Data items

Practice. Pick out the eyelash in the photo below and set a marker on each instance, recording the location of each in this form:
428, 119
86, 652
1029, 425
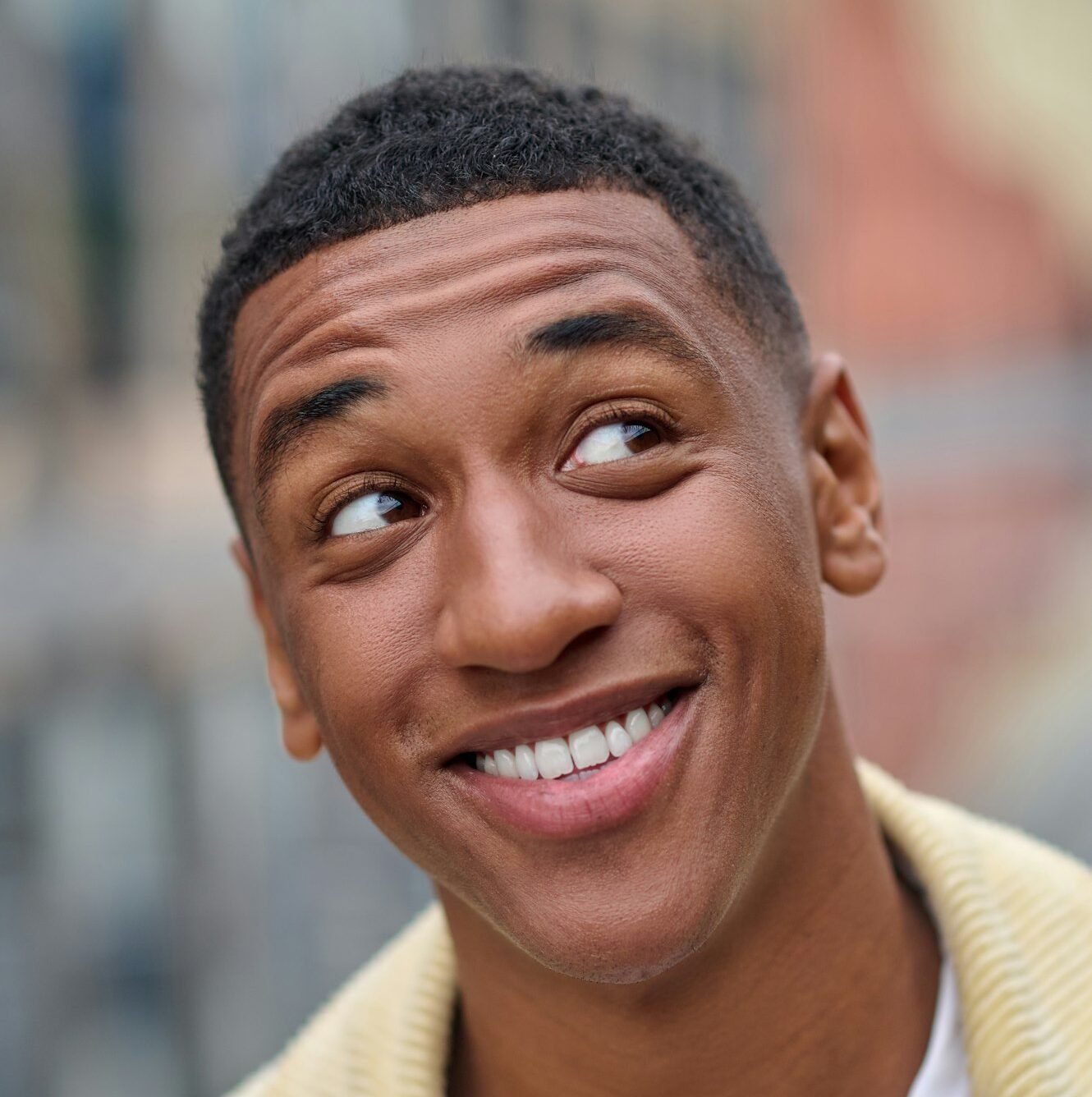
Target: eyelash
392, 485
613, 411
603, 415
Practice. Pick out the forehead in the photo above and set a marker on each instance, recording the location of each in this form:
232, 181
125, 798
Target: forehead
431, 284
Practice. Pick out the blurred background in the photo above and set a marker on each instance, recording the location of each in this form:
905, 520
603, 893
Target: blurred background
176, 895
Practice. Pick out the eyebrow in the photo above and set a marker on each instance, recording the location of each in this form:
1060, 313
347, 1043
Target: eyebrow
618, 328
288, 425
291, 423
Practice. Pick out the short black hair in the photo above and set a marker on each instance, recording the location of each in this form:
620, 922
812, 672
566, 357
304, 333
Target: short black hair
434, 140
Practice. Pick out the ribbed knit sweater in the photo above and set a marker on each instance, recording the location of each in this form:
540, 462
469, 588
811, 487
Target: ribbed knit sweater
1016, 916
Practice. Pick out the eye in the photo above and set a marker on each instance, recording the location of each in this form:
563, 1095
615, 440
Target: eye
374, 512
613, 441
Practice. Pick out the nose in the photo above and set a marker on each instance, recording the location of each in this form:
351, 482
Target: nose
516, 593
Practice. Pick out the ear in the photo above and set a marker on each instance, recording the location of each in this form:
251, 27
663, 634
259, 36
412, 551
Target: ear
844, 483
300, 730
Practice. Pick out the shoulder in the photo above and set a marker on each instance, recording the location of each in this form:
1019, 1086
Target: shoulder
389, 1022
955, 849
1016, 916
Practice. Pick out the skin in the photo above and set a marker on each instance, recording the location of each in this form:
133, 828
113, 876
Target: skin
746, 931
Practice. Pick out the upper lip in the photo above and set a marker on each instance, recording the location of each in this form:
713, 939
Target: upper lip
557, 718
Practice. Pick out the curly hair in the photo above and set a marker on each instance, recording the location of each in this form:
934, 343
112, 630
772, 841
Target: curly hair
438, 139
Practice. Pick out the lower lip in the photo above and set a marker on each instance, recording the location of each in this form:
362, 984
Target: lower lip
612, 796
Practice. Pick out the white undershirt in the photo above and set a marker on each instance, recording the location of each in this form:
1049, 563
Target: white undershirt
944, 1068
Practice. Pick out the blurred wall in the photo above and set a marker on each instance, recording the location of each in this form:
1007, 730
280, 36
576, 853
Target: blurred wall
174, 895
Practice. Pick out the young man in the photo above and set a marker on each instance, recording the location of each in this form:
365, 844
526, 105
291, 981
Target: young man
537, 489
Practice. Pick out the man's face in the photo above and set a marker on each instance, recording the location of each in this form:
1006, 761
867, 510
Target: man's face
507, 472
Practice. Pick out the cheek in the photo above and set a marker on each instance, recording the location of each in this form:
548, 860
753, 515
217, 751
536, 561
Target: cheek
362, 652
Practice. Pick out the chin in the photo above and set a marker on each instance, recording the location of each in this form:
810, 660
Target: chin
621, 940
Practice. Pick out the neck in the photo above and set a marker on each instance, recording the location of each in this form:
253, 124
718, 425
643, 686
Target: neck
821, 980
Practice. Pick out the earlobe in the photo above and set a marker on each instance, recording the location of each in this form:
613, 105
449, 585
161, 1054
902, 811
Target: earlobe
844, 483
301, 733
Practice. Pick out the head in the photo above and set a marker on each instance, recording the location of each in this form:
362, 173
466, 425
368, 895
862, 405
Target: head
516, 411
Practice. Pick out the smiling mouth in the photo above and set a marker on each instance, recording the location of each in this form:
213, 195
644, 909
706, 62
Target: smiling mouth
579, 755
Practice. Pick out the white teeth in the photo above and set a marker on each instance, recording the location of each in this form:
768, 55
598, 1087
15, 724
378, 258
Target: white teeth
525, 763
584, 750
617, 738
506, 764
588, 747
553, 758
637, 724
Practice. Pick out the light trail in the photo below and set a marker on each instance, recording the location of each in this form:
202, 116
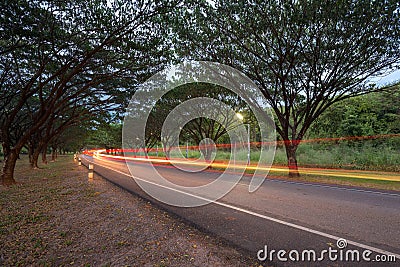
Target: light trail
370, 175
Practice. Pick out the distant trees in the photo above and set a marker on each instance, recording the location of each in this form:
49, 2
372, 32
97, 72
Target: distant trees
304, 55
198, 128
367, 115
60, 59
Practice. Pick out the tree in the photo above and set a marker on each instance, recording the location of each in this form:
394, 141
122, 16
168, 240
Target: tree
200, 127
57, 54
304, 55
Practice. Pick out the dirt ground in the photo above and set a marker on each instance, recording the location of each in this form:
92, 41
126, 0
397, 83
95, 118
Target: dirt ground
55, 217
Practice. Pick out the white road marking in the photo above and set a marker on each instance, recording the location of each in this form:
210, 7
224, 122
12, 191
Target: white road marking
335, 187
306, 229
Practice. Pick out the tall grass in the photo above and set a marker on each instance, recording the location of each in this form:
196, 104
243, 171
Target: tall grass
361, 155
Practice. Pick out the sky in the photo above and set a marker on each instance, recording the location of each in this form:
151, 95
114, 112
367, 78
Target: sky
390, 78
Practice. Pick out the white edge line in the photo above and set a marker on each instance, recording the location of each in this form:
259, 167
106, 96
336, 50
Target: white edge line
306, 229
335, 187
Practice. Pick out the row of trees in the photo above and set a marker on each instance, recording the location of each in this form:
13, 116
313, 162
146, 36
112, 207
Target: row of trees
60, 63
304, 55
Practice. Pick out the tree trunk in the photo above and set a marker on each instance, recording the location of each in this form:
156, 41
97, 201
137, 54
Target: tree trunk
44, 155
53, 153
7, 174
292, 161
35, 158
30, 153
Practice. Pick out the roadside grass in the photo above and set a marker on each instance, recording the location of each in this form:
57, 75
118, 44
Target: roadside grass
366, 155
369, 159
54, 216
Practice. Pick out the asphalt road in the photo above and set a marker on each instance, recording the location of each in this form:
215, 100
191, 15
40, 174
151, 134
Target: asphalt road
281, 215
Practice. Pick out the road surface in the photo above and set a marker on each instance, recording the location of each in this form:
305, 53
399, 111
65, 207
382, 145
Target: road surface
282, 215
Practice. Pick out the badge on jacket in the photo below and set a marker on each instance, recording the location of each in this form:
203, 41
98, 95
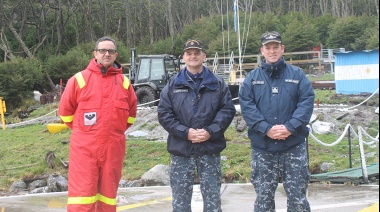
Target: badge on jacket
89, 119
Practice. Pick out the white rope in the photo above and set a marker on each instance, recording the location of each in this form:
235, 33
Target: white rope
350, 108
362, 157
335, 142
364, 100
360, 130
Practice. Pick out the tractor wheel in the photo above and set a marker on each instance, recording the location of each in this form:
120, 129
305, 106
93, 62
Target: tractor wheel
146, 94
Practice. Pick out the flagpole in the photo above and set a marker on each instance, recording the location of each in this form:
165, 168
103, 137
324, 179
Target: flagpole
238, 30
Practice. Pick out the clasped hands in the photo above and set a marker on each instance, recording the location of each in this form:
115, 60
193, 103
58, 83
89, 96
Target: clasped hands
198, 135
278, 132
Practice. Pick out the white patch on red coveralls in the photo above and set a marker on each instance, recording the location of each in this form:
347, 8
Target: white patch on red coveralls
89, 119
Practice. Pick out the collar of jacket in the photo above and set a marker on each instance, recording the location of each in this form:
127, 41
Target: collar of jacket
273, 69
116, 68
209, 80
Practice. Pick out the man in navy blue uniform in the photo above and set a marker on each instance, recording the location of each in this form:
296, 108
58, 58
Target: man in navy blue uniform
195, 108
277, 101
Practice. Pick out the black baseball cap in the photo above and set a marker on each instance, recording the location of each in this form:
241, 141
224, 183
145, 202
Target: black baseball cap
272, 36
193, 44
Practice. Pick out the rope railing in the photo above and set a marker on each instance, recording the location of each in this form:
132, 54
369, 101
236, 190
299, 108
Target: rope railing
359, 135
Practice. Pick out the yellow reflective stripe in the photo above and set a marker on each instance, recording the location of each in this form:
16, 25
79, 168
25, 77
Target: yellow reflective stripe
67, 118
131, 120
108, 201
82, 200
80, 79
126, 82
90, 200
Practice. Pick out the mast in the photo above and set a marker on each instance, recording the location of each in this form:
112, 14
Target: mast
238, 31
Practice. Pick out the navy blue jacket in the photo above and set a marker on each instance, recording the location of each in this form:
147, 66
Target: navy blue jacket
181, 108
276, 94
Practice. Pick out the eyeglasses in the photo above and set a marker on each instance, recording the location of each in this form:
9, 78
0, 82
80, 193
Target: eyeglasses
191, 41
103, 51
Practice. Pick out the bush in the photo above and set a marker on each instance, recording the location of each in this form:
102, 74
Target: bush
18, 78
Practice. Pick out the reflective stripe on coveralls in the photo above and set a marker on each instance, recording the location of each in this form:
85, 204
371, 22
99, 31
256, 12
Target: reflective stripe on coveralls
91, 200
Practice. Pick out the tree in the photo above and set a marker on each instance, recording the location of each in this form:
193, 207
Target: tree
344, 32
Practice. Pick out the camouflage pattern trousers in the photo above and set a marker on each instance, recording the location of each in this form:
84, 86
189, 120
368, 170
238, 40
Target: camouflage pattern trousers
292, 165
182, 174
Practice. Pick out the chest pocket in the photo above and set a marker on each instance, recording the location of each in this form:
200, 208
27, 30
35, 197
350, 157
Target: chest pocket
290, 88
89, 110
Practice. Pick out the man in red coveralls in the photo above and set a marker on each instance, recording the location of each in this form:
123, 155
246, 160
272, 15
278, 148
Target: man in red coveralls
99, 104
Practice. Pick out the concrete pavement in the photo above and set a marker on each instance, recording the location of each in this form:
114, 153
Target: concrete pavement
235, 198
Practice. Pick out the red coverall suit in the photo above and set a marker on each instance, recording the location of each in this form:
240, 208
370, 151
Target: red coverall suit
99, 109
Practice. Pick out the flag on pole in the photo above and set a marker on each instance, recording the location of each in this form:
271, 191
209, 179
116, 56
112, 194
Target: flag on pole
235, 16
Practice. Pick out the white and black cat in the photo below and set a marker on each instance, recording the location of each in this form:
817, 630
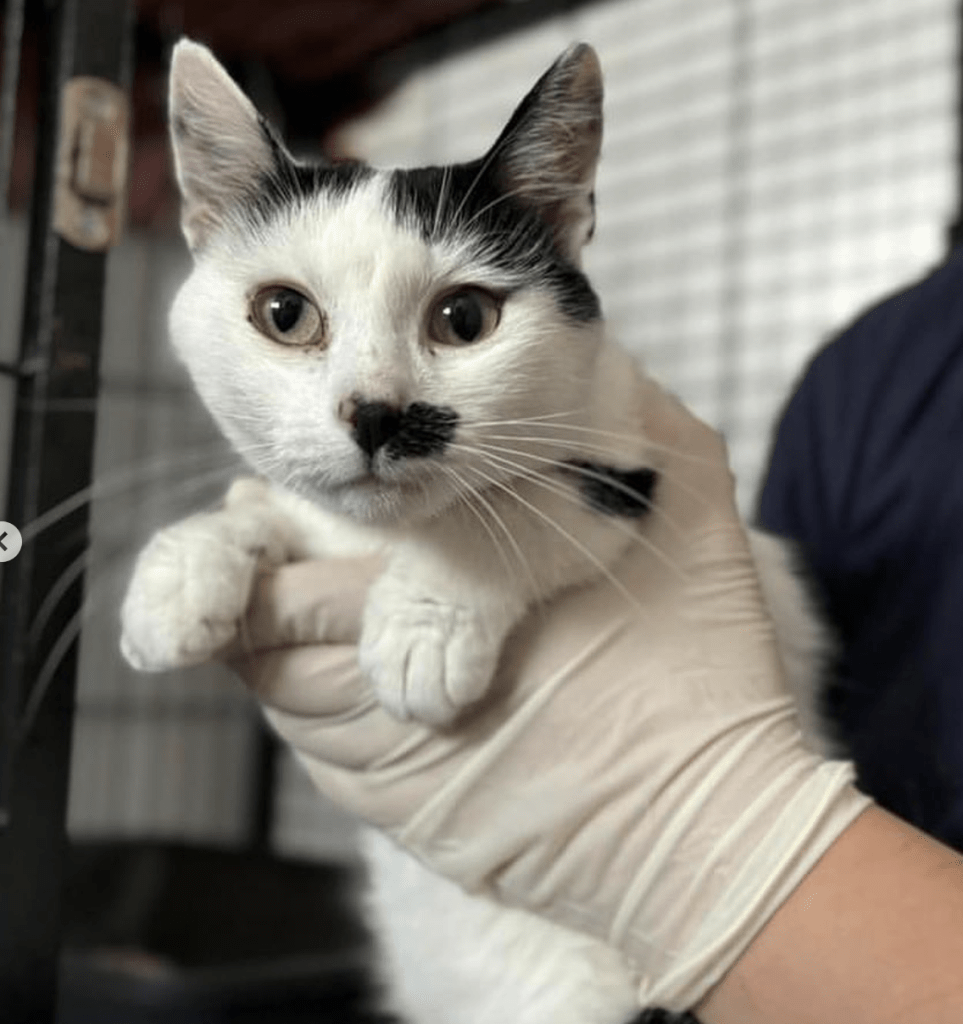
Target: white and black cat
413, 360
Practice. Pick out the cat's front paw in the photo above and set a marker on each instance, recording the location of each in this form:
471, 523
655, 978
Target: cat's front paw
426, 659
191, 588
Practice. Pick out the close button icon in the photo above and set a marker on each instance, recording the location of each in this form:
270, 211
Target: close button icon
10, 542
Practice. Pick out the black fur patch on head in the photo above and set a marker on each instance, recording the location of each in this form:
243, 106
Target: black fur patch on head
462, 203
423, 430
291, 181
626, 493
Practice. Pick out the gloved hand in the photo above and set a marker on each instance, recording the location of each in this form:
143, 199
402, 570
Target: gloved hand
637, 772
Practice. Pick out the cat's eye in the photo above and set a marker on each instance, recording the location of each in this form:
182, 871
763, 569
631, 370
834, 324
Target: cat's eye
463, 316
287, 316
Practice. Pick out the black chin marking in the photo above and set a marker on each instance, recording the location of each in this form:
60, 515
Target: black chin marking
626, 493
424, 430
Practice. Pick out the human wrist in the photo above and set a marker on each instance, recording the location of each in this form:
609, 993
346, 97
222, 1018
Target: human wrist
871, 933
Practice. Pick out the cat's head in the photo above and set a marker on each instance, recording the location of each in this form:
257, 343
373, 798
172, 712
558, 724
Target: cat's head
371, 338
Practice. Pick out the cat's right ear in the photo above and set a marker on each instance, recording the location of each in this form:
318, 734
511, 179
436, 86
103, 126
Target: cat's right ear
222, 147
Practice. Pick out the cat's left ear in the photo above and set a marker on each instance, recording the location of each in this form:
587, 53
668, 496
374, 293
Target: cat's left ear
548, 152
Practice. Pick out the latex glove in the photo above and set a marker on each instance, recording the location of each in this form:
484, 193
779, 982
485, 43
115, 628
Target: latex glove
637, 773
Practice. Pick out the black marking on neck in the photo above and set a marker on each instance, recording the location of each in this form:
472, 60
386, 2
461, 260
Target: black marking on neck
626, 493
423, 430
463, 203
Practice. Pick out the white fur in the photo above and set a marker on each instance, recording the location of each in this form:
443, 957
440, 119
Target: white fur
474, 537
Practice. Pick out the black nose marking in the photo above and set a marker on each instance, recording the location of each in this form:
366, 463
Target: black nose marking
374, 424
418, 431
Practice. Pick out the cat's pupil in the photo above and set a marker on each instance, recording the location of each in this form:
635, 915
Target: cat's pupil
465, 315
286, 308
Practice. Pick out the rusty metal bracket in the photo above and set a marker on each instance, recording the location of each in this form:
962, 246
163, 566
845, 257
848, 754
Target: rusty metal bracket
91, 174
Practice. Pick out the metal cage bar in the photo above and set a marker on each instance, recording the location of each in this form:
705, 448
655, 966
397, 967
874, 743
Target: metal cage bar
51, 459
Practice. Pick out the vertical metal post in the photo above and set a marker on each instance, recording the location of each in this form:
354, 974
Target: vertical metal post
955, 232
51, 459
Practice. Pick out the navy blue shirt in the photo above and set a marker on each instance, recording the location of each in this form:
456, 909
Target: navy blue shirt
867, 475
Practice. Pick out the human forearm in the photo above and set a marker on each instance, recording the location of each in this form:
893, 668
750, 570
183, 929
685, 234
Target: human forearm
873, 934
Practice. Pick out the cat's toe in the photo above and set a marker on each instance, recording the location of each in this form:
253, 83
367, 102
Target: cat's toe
184, 604
427, 662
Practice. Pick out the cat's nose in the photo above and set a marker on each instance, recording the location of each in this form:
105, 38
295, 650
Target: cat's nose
373, 423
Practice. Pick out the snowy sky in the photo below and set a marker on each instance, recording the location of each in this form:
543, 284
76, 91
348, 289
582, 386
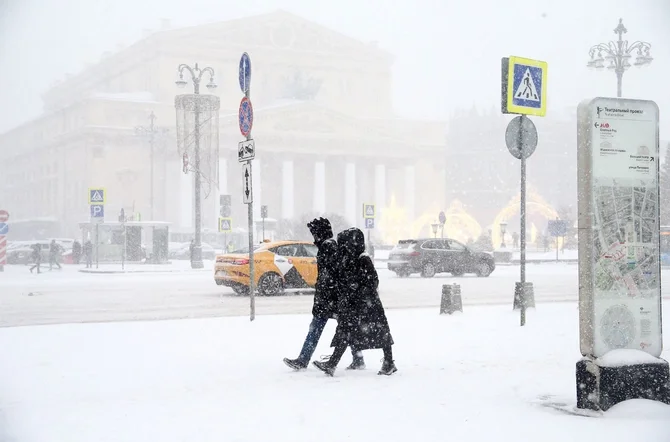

TASK GOAL:
Each line above that includes the word "below" is to be copied.

RESPONSE BOX:
Practice. Pick out the eyelash in the photo below and set a marker on each instance, recording the location of each in this form:
Practice. Pick out the light trail in the photo below and set a marker on each instance, recording the location of each in this form:
Practice. Pick out the badge on jacket in the photo below and set a marker on each instance, recording the location of each in this form:
Practice. Pick out the white and black cat in the photo below and set a marker on each instance, recording the location of each in this form:
Practice. Pick out the snowy sky in the photo below and set a marker on each instance, recording the location of each in this form:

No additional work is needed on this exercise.